#### SUPPLIED ENTRIES

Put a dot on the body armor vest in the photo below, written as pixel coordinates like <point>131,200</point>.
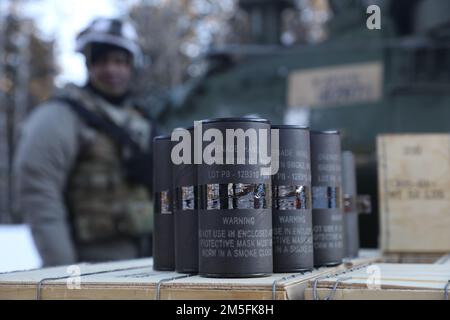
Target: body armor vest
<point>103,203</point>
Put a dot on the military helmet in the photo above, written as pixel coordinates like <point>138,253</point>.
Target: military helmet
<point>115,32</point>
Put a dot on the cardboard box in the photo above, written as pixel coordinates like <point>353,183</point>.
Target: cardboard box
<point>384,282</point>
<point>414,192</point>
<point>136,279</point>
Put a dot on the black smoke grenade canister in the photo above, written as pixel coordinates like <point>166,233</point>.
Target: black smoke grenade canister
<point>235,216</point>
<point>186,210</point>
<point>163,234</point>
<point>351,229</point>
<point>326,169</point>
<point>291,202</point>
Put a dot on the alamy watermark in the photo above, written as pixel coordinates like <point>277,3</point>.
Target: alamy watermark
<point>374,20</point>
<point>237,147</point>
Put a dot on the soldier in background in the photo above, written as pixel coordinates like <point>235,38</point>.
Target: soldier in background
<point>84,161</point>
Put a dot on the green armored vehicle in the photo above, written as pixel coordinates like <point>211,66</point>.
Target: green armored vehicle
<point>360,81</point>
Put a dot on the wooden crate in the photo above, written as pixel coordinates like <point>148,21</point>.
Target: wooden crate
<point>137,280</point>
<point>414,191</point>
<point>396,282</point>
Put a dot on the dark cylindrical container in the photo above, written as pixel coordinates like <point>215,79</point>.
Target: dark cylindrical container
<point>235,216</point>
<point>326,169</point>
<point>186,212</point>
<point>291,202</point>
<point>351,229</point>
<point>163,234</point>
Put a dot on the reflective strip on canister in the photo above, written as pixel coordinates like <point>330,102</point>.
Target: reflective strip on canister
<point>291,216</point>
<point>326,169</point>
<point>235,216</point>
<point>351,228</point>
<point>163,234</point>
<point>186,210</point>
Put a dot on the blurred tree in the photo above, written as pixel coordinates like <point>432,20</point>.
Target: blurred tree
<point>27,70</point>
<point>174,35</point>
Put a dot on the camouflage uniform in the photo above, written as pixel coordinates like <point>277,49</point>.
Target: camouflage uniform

########

TRY IT ▸
The records above should be repeated exactly, with no pictures in the copy.

EXPECTED ANSWER ▸
Put a dot on the body armor vest in the photo below, written as pixel coordinates like <point>131,200</point>.
Target: body armor vest
<point>103,203</point>
Put a dot on the military helmet in the photo above, written as pixel coordinates like <point>138,253</point>.
Target: military helmet
<point>115,32</point>
Put a dot on the cardboard box in the photo above, written as pixel coordinates like <point>353,183</point>.
Target: cardboard box
<point>384,282</point>
<point>414,192</point>
<point>136,279</point>
Put a dot on the black smoke grenade canister in the photo above, written as pixel coordinates like <point>166,233</point>.
Target: black smoke grenade canister
<point>235,216</point>
<point>186,210</point>
<point>163,234</point>
<point>351,229</point>
<point>326,169</point>
<point>291,202</point>
Put a dot on the alamy watermark in the photo above, written as pixel coordinates like <point>277,3</point>.
Target: alamy watermark
<point>374,20</point>
<point>237,147</point>
Put a dot on the soldier in background in the photo above, written as pixel coordinates like <point>235,38</point>.
Target: soldier in background
<point>84,161</point>
Put a dot on the green armored vehicle in the photo above, written as pixel coordinates like <point>211,66</point>.
Target: green armored vehicle
<point>360,81</point>
Put a dot on the wooden crate in the photo above, written as pixel coordinates like <point>148,21</point>.
Target: wooden crate
<point>137,280</point>
<point>414,191</point>
<point>396,282</point>
Put a dot on the dark cylindrical container in the photo above, written as pixel coordinates like <point>215,79</point>.
Target: dark cylindrical container
<point>235,216</point>
<point>326,169</point>
<point>186,212</point>
<point>291,202</point>
<point>351,229</point>
<point>163,234</point>
Put a dot on the reflective strip on canister in the photo above, written as pixel coordinates like <point>330,102</point>.
Target: reflective strip on canister
<point>291,216</point>
<point>326,169</point>
<point>235,216</point>
<point>351,228</point>
<point>163,234</point>
<point>186,210</point>
Put a dot on the blurred tree in the photo above, written as pixel coordinates like <point>432,20</point>.
Target: blurred tree
<point>27,70</point>
<point>174,35</point>
Put a dot on the camouflage uniform in the photo above, written as pixel coordinates like <point>277,49</point>.
Target: camouflage uniform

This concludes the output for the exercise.